→ Data shown:
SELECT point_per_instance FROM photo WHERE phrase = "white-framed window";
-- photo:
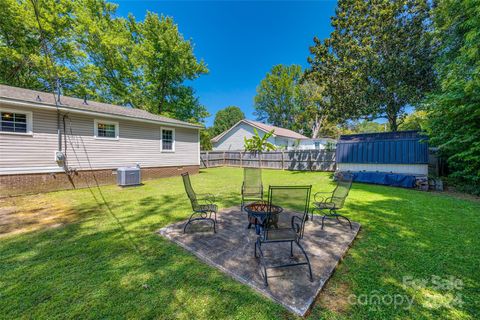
(14, 121)
(105, 129)
(167, 142)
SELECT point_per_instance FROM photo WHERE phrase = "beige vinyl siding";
(138, 143)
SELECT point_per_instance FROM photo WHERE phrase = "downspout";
(59, 131)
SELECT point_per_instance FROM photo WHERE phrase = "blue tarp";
(388, 179)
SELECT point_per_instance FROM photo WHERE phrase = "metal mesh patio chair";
(328, 203)
(252, 187)
(203, 205)
(293, 199)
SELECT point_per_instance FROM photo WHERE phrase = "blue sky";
(241, 41)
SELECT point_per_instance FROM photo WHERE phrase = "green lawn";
(105, 261)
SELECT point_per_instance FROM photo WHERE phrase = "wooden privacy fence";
(301, 160)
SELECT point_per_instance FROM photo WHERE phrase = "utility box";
(129, 176)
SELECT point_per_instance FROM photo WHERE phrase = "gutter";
(94, 113)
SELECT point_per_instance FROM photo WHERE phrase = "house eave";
(17, 102)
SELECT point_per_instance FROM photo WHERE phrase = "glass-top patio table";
(258, 211)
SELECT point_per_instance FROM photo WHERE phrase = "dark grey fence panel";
(301, 160)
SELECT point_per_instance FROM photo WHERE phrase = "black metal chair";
(293, 199)
(252, 189)
(328, 203)
(252, 186)
(203, 205)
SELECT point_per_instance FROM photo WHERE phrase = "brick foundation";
(17, 184)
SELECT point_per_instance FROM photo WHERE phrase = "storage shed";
(391, 158)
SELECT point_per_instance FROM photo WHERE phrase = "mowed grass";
(104, 259)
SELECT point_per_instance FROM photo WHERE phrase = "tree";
(276, 99)
(315, 117)
(97, 55)
(363, 126)
(378, 59)
(454, 109)
(226, 118)
(416, 120)
(258, 144)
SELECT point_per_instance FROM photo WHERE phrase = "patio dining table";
(259, 211)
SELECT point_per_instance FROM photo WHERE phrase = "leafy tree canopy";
(377, 60)
(257, 144)
(226, 118)
(97, 55)
(454, 109)
(276, 99)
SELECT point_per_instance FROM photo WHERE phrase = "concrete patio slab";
(231, 250)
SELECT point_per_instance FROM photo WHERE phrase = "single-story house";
(47, 146)
(233, 138)
(317, 144)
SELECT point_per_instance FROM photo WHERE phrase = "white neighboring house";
(317, 144)
(285, 139)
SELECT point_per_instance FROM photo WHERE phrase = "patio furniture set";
(293, 202)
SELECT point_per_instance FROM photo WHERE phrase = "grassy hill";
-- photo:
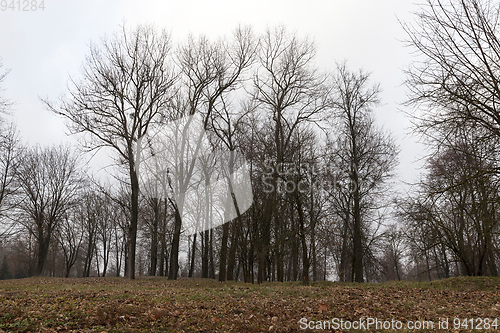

→ Exercise details:
Transcribe the records above exactly, omitting every picture they contain.

→ Response below:
SELECT point_per_instance FROM photo WHERE phrase = "white-framed window";
-- photo:
(14, 121)
(105, 129)
(167, 142)
SELECT point_per_instance FROM photo WHERE phrase = "beige vinyl siding";
(138, 143)
SELECT point_per_instance FROM photo WHERE phrase = "downspout";
(59, 131)
SELECT point_per_instance FROM photo WHERE phrase = "blue tarp";
(388, 179)
SELECT point_per_instance FROM photo WHERE phrase = "metal mesh patio chair";
(328, 203)
(252, 187)
(203, 205)
(293, 199)
SELECT point_per_instance FROM photo WHERE phrase = "blue sky";
(241, 41)
SELECT point_per_instance FROM photo WHERE phrase = "green lawn";
(105, 261)
SELECT point_per_instance FROM photo WHERE phrase = "wooden privacy fence";
(301, 160)
SELECT point_per_instance FROM photo WHERE phrase = "utility box";
(129, 176)
SELECT point_per_instance FROM photo WHERE phrase = "gutter";
(94, 113)
SELECT point_per_instance FROM photo WHERE phrase = "house eave";
(17, 102)
SELECT point_per_instance FROM photo WHERE phrase = "glass-top patio table";
(258, 211)
SELECT point_per_instance FROM photo WHERE phrase = "dark grey fence panel";
(301, 160)
SELECT point_per_instance FROM photo WHERE phrase = "black metal chair";
(293, 199)
(252, 189)
(328, 203)
(252, 186)
(203, 205)
SELECT point_per_instance FROM photo WHERE phrase = "brick foundation";
(17, 184)
SELECT point_per_instance FROM photo WHERE phrase = "storage shed";
(391, 158)
SELECT point_per_instance FROM photo WHERE phrase = "mowed grass";
(104, 259)
SELECT point_per_instance FROM photo WHERE phrase = "tree";
(276, 99)
(315, 117)
(97, 55)
(363, 126)
(378, 59)
(454, 109)
(226, 118)
(416, 120)
(258, 144)
SELECT point_per_instance FROM photo WHERE phrase = "patio dining table";
(259, 211)
SELECT point_per_instance FROM photo WHERE phrase = "leafy tree canopy";
(377, 60)
(257, 144)
(226, 118)
(97, 55)
(454, 109)
(276, 99)
SELECT point_per_instance FROM photo WHERE phrase = "concrete patio slab";
(231, 250)
SELECT point_per_instance FROM photo WHERE phrase = "single-story house";
(47, 146)
(233, 138)
(317, 144)
SELECT point_per_instance FROM photo WHERE phrase = "white neighboring house";
(317, 144)
(285, 139)
SELECT point_per_instance FROM photo WHERE phrase = "patio furniture set";
(293, 202)
SELECT point_per_instance FROM photo WHERE phrase = "grassy hill";
-- photo:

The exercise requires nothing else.